#### The request:
Reproduce the data below word for word, leaving out the pictures.

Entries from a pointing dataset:
---*---

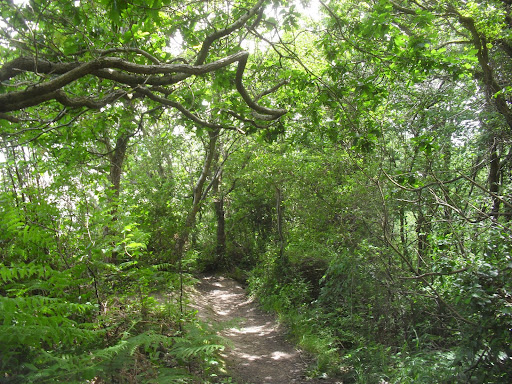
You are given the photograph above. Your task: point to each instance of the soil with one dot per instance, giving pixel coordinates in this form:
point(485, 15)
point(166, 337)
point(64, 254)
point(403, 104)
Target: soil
point(257, 352)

---*---

#### Completed task:
You are given the photograph above. Your task: point to each instance of the soil with one dot per instance, giving pixel coordinates in this form:
point(485, 15)
point(166, 337)
point(64, 254)
point(403, 104)
Target: soil
point(257, 352)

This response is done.